Prompt A: Turn the rows below, from the line with "bract. Provide the bounding box" up to and including the line with "[487,336,542,488]", into a two-column CSV with the headers text and answer. Each row needs one line with its wording in the first quoted field and its answer in the second, with line breaks replaced by spaces.

OPA is a great tool for implementing a policy-as-code system. But if you're trying to use it for application authorization (e.g. fine-grained authz for B2B SaaS or a set of internal applications), you may find that its policy story is strong, but it doesn't really have a "data plane": you either store data in a data.json file and rebuild the policy any time that data changes, or make an http.send call out of the policy to fetch dynamic data.
Check out Topaz [0], which uses OPA as its decision engine, but adds a data plane that is based on the ReBAC ideas explored in the Google Zanzibar [1] paper.
Disclaimer: I work on the team [2] that builds and maintains the Topaz project.
Bundle servers provide a centralized "data plane" decoupled from the distributed component (OPA). You don't need to rebuild your policy any time data changes. Just push a new bundle with the data that changed, and OPA will fetch it as configured — either periodically or directly if long polling is configured.
This feels very much like OpenFGA[0]. I've been evaluating authorization tool for one of my side projects and honestly most tools feels like creating relationships in a graph-like database and querying to see if there is/isn't relationship between two entities. Is there more to this (besides the implementation details) or am I missing something from these tools?
On the first point, OPA is much older than OpenFGA. To really illustrate the point, OPA became a graduated project about a year before OpenFGA had their first code drop in the public GitHub repo. The OpenFGA people are aware of OPA and I'm sure they learned from the tradeoffs OPA made.
To the main point, what you described reflects the current trends of authorization. Define a data model, define data that adheres to that model, write declarative rules that consume that model, make a decision based on those rules.
Where things really start to differ is the kind of data that they bind against and how do you write rules. E.g. OPA is often used for either ABAC (Attribute) or RBAC (Roles) while OpenFGA is looking at ReBAC (Relationships). Each has their complexity tradeoffs, depending on the system being implemented. How easy or difficult a system makes these kinds of checks has a significant impact on how you write policies.
Yeah, that's what I've noticed too. Conceptually, they're more or less same giving an option of RBAC, ABAC or ReBAC and each offer their own DSLs (e.g. Oso, Ory Keto etc) and deployment strategies. It's been a bit harder to pick one honestly but I guess I'll just have to just use them to find which one fits for me.
Not sure why that matters, but OpenFGA is an implementation of Zanzibar, which isn't exactly new. There are many similar implementations to choose from should one want to model authorization via a graph database.
Topaz is essentially a combination of OPA (which is used as the decision engine, with full support for Rego), and a Zanzibar-style directory, which is fairly isomorphic to what OpenFGA has implemented.
The advantage is that it's a single container image (or go binary, if that's how you want to run it), and supports a combination of RBAC, ABAC, and ReBAC. ABAC is accomplished via the Rego language, which is as "standard" as it comes in the cloud-native world.
My team is using OPA in a re-build of an application that we support. One of the main goals of the rebuild is to ensure we don't end up in a situation where every little rule change (including UAM changes) requires a full rebuild/deploy cycle of the app.

Records supplied:
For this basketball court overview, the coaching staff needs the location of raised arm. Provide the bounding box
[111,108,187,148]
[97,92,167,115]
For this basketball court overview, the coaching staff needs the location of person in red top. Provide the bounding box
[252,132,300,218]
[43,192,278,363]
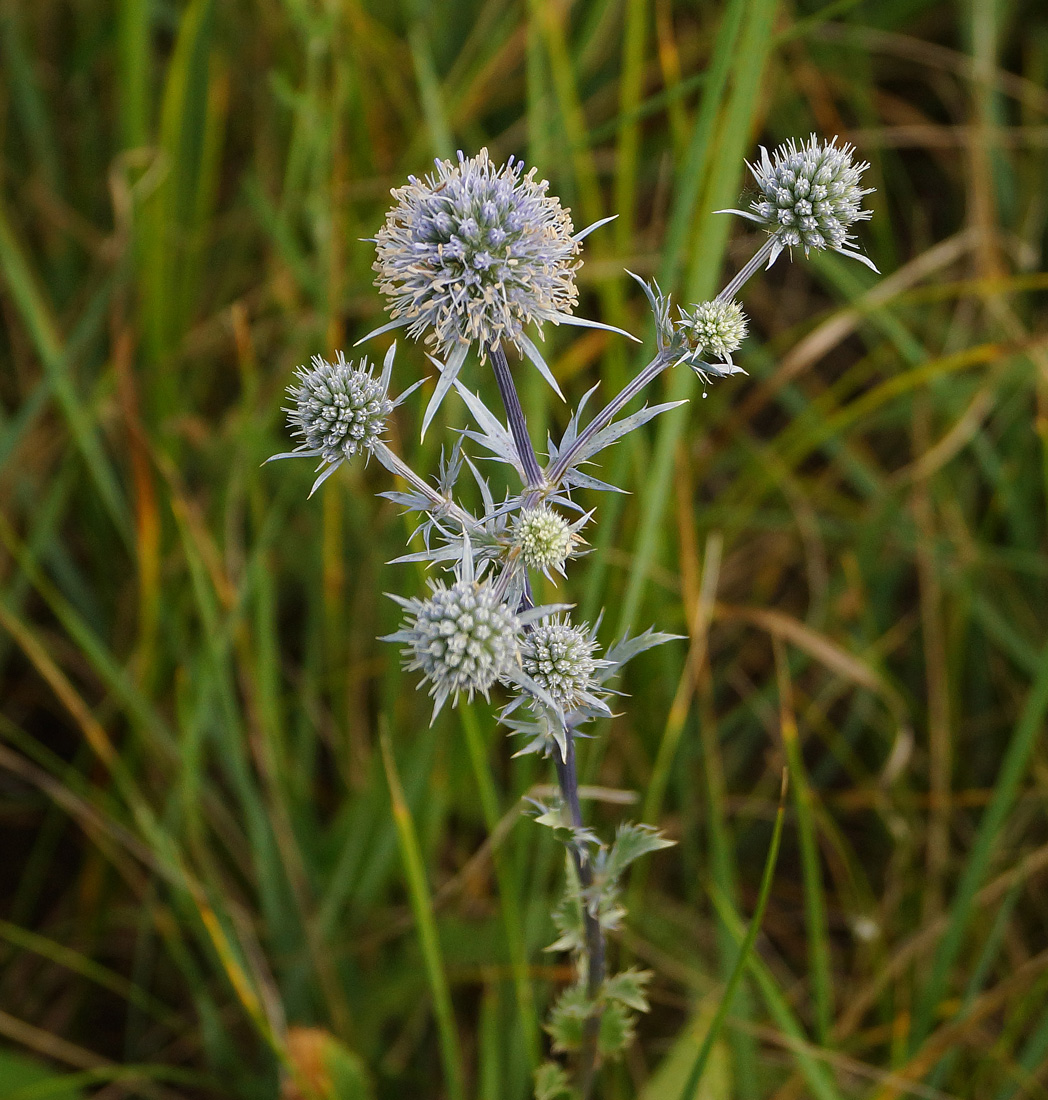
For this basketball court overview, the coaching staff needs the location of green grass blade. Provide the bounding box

==

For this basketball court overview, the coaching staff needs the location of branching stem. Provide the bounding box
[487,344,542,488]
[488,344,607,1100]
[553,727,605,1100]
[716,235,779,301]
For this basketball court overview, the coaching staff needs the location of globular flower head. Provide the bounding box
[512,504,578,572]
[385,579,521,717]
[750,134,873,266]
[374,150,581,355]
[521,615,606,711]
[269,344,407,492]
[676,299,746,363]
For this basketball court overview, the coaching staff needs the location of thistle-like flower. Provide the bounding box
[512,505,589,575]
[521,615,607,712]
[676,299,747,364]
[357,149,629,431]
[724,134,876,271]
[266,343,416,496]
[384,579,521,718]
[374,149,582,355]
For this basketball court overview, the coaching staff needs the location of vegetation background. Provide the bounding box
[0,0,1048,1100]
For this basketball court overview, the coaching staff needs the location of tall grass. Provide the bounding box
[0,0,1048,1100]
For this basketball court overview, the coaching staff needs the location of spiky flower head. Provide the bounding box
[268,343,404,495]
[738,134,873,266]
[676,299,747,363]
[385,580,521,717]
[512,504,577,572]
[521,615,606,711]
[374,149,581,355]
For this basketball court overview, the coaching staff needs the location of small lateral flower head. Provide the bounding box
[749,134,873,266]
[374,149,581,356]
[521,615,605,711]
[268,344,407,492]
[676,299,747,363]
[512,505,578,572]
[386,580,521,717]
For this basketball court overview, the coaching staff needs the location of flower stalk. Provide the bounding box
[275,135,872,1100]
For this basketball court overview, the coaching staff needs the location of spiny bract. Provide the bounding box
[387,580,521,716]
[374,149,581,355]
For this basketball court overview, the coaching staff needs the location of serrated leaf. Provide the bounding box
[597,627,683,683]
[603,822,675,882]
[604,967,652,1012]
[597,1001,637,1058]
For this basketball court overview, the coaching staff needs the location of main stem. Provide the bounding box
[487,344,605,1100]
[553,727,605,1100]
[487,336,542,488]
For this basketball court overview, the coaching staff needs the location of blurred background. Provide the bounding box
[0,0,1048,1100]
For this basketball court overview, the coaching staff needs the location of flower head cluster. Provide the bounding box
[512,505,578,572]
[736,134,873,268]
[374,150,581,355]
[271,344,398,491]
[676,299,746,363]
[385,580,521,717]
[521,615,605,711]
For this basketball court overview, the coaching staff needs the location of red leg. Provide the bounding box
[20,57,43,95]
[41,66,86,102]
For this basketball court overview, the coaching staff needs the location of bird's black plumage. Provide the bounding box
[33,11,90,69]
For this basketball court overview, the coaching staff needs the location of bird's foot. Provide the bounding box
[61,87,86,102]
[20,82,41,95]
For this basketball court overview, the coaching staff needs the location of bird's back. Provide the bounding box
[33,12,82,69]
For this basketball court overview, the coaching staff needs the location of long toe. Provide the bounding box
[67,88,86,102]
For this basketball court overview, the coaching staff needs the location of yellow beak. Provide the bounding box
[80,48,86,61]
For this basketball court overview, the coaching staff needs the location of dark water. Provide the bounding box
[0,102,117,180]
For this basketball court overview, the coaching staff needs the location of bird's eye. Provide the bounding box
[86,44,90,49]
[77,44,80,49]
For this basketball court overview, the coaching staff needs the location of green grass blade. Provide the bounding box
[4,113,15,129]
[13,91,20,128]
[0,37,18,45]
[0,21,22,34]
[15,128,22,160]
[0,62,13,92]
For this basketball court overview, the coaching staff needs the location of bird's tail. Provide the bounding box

Prompt B: Pick up the forum thread on using OPA for application authorization after its last post and keep it going.

Expected output A:
text,answer
"For this basketball court overview, the coaching staff needs the location of spiny bract. Provide the bounding box","[387,580,521,716] [374,149,581,355]"
"For this basketball court overview, the coaching staff needs the location of serrated leaf. Provide the bounding box","[597,627,683,683] [603,822,675,882] [604,967,652,1012] [597,1001,637,1058]"
"For this basketball court overview, the coaching staff needs the location of main stem. Provide the bounding box","[487,344,605,1100] [553,727,605,1100] [487,336,542,488]"

Expected output B:
OPA replaces a complex hard-coded, and largely inscrutable UAM model with a (still complex), but flexibly defined, independently testable, and easily inspectable single-responsibility model.
I like that OPA has built in support for testing rulesets. The partial evaluation feature is amazing, ands makes it easy to apply UAM filters to endpoints that return large sets of data (we have consistent query APIs across the app, so could do this with a relatively simple OPA-aware proxy).
It's not all sunshine and roses, and the result might seem overly complex for a lot of use cases, but in our case I think OPA has provided a nice clean abstraction and enabled us to disentangle our UAM from the rest of our code and move more quickly overall.
Curious if you have any lessons learned worth sharing. Our journey was like
1: Yeah, we can use OPA to get rid of all this legacy spaghetti code!
2: Wow this PoC really proves out the idea!
3: Whoa we have three use cases now running in production!
4: Wait, these remaining 20 use cases are way more complex. To our surprise, all this legacy spaghetti code _exists for a reason_.
5: We now have 5 use cases in production but the Rego is now quite convoluted and our application logic has actually increased in complexity.
6: Red button: okay this is going horribly wrong. Back out this whole thing.
7: Recognition: the reason this has gone horribly wrong is because the spaghetti code combines pure logic and side effects in a way that did not map well with OPA.
8: Regroup: first step is to refactor all the legacy code and separate policy logic from side effects in a meaningful way.
9: Refactor: implement the above redesign. The policy classes all now map naturally to Rego for all 23 use cases! Let's do it!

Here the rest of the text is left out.